— begin —
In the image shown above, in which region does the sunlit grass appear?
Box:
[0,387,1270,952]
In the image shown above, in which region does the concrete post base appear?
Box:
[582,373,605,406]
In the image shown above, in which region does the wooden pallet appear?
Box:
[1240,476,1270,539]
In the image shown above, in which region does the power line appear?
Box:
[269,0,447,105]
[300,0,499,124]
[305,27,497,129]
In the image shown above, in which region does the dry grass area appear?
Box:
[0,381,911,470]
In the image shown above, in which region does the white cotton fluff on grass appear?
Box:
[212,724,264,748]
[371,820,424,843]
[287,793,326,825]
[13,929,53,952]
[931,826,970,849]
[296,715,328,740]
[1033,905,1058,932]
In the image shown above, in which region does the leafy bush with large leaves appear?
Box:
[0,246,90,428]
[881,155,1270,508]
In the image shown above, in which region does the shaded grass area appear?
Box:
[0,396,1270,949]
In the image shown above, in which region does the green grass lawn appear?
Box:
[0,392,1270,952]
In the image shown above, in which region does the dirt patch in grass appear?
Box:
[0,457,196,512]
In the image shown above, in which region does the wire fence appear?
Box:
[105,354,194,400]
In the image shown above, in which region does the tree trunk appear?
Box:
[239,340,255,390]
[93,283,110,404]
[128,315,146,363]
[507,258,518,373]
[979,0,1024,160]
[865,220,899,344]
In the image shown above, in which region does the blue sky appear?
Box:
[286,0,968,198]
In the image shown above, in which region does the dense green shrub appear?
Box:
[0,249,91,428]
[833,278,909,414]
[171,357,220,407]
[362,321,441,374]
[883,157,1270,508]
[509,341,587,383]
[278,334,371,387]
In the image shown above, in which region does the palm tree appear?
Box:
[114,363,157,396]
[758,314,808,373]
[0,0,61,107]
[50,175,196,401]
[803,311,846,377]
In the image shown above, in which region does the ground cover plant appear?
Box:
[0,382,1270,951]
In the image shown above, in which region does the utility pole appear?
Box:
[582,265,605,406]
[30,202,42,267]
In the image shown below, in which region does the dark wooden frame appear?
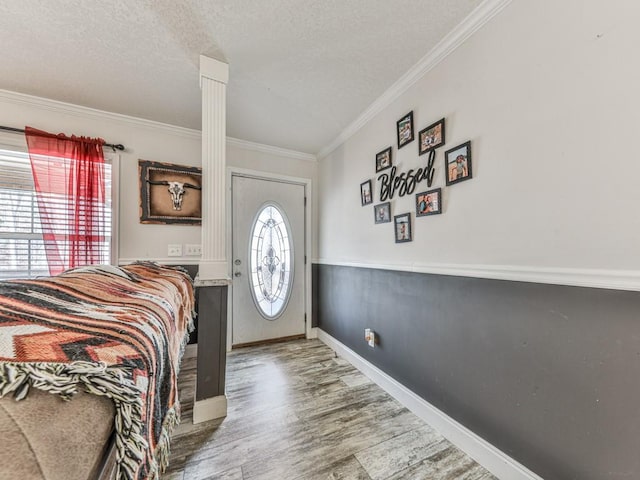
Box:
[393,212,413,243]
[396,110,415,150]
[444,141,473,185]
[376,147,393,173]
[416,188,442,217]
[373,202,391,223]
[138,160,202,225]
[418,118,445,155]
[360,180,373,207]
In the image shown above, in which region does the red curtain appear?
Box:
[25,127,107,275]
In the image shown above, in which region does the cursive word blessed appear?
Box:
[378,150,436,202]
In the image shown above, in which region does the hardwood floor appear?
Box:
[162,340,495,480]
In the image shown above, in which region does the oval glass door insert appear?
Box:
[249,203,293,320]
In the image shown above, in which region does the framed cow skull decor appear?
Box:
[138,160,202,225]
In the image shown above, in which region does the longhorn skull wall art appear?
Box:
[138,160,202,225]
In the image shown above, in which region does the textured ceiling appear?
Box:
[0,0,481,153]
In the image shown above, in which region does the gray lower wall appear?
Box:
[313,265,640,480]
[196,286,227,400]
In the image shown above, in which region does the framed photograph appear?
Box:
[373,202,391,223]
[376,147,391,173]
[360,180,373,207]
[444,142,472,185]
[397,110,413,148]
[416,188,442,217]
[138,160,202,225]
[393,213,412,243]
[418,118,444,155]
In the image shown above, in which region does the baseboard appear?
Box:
— end —
▶ **What this task involves**:
Rewrite all the records, replacing "region" with "area" and changing nothing else. Leave the pictures out.

▶ **Task response**:
In the image shown above, in which area does the sunlit grass appear?
Box:
[0,387,1270,952]
In the image shown above, in which area does the concrete post base appear?
Box:
[582,373,605,406]
In the image shown above, in which area does the wooden pallet appear?
Box:
[1240,476,1270,539]
In the image shown above, in which area does the power line appear?
Box:
[269,0,447,105]
[300,0,499,124]
[305,27,497,129]
In the image shown above, in which area does the dry grass area appear?
Box:
[0,381,911,470]
In the image shown above, in which area does the white cotton fluff on grass appear?
Box:
[212,724,264,748]
[371,820,424,843]
[287,793,326,825]
[13,929,53,952]
[931,826,970,849]
[296,715,328,740]
[1033,905,1058,932]
In the image shown above, in which area does the leafy bush with large leaves appear?
Box:
[0,246,90,428]
[881,155,1270,508]
In the image shown above, in which area does the shaded grass area appear?
Box:
[0,396,1270,949]
In the image shown above, in which area does the green grass lawn appear?
Box:
[0,392,1270,952]
In the image shown above, in which area does the dirt patch in grass appear?
Box:
[0,457,196,512]
In the image shown above, in which area does the wire fence appear?
Box:
[105,354,194,400]
In the image shown above, in which area does the tree trunk appear?
Box:
[239,340,255,390]
[93,283,110,404]
[128,315,146,363]
[507,258,518,373]
[979,0,1024,160]
[865,220,899,344]
In the image shown above, in which area does the blue sky appear?
Box:
[286,0,968,198]
In the image shown above, in which area does the dense green shrub appear?
Box:
[0,249,91,428]
[833,278,909,414]
[171,357,220,407]
[362,321,441,374]
[883,157,1270,508]
[509,341,587,383]
[278,334,371,387]
In the image shown above, in which area does the palm tree appear?
Box:
[114,363,157,396]
[758,314,808,373]
[0,0,61,107]
[50,175,196,401]
[803,311,846,377]
In the image shown above, in which area does the ground cover plant appear?
Box:
[0,382,1270,951]
In the image shown above, in which area does the utility pole appear?
Box:
[582,265,605,406]
[30,202,42,267]
In the image shown below, in which area does the dark wooden frame appear?
Box:
[393,212,413,243]
[396,110,415,150]
[444,141,473,185]
[376,147,393,173]
[416,188,442,217]
[373,202,391,223]
[138,160,202,225]
[418,118,445,155]
[360,180,373,207]
In the image shown above, in which area does the red curtain appear?
Box:
[25,127,107,275]
In the image shown above, in which area does the cursive word blessed appear?
Box:
[378,150,436,202]
In the image shown above, in which area does the hardwood floor appear?
Box:
[162,340,495,480]
In the image shown above, in which area does the oval glass door insert appear?
Box:
[249,203,293,320]
In the image shown above, in which area does the framed cow skull decor appear?
Box:
[138,160,202,225]
In the image shown above, in which area does the longhorn skull wall art appear?
Box:
[138,160,202,225]
In the image shown above, in which area does the textured ceiling appear?
Box:
[0,0,481,153]
In the image shown above, in which area does the gray lower wall appear?
Box:
[313,265,640,480]
[196,286,227,400]
In the image shown above, in which area does the framed photograph appear?
Box:
[373,202,391,223]
[376,147,391,173]
[360,180,373,207]
[444,142,472,185]
[397,110,413,148]
[416,188,442,217]
[138,160,202,225]
[393,213,412,243]
[418,118,444,155]
In the image shown above, in which area does the baseboard appear?
Box:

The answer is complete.